For this exercise, transcribe all the entries exactly as given and omit the images.

**Data extract:**
BEGIN

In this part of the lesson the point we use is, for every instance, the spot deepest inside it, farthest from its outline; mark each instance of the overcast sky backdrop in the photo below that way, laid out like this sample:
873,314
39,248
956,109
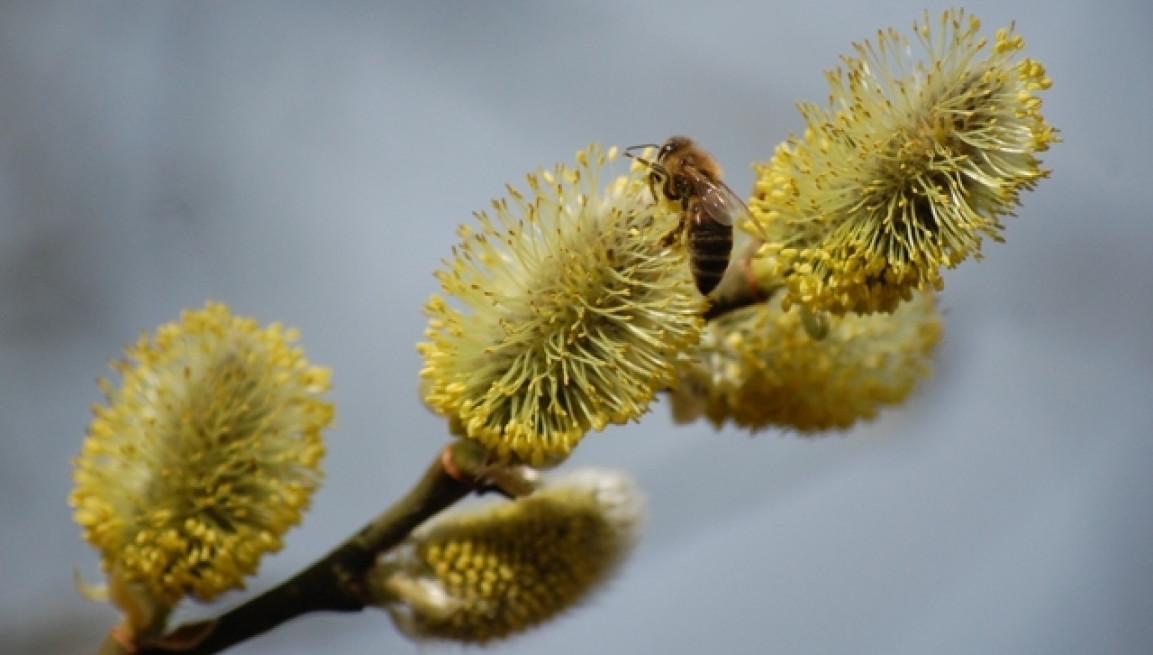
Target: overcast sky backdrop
309,163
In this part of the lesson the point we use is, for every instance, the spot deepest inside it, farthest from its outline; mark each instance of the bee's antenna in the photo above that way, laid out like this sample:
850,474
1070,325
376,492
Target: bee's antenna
628,151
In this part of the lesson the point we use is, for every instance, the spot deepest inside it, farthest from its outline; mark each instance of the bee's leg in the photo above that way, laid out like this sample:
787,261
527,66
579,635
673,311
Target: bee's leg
673,234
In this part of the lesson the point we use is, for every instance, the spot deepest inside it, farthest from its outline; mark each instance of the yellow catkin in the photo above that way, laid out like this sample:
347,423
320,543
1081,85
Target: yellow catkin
204,454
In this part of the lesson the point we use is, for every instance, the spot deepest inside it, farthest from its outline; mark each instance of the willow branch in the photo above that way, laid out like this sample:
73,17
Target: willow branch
331,582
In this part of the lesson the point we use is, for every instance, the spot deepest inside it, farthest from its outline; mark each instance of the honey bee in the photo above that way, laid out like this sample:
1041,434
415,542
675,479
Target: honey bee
685,173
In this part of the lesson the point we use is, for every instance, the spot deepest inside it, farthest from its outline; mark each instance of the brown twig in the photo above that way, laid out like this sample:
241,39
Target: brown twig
329,584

END

**Answer to this problem:**
In this part of the lesson the point we use is, for every instance, the spot deepest inside it, farthest from its outline; mark each instance of the overcast sky backdrop in the photo below that way, laid out like this sample:
873,314
39,248
956,109
Target: overcast sky backdrop
309,163
In this part of the lesson the point we use is, for every instance, the spot deepest inside it, farthest from its outline; mark each instance of the bee's antenna in the photo above that way, laid out like this sample:
850,474
1070,325
376,492
Target: bee's antenna
628,151
In this part of the lesson the point we use is, for every instance, the spot deepest inside it, farthest from its outline; mark each instance of the bee's leg in the photo above that way, laid out like this sample:
787,261
527,66
579,635
673,311
Target: bee's leg
673,234
In this part of the lesson the point we use is, for every instance, the spot deepest inside it, farthest from its outline; mark each instance of the yellow catkin in the photo above that way, laid out like this sample:
347,423
320,543
1081,85
Target: yellow catkin
204,454
In this part of the lesson the point we use is, for every instance, the spot deepest inside it, farthest from its outline; mark each instance of the willow branch in the photo above that way, laid out like this sample:
73,17
Target: willow branch
331,582
In this part of the lesson the point we use is, for every instance, the spot deepest inside it, farthest from its outline; mark each instance of the honey bee in the photo above that way, laid out like this sample:
1041,434
415,542
675,479
Target: honey bee
685,173
In this part of the lesson the point we use is, for every instance, the spot deepest inside it, farthest from its outline; mark each instance of the brown twig in the photo above that way, laid out like this sample:
241,39
Target: brown twig
329,584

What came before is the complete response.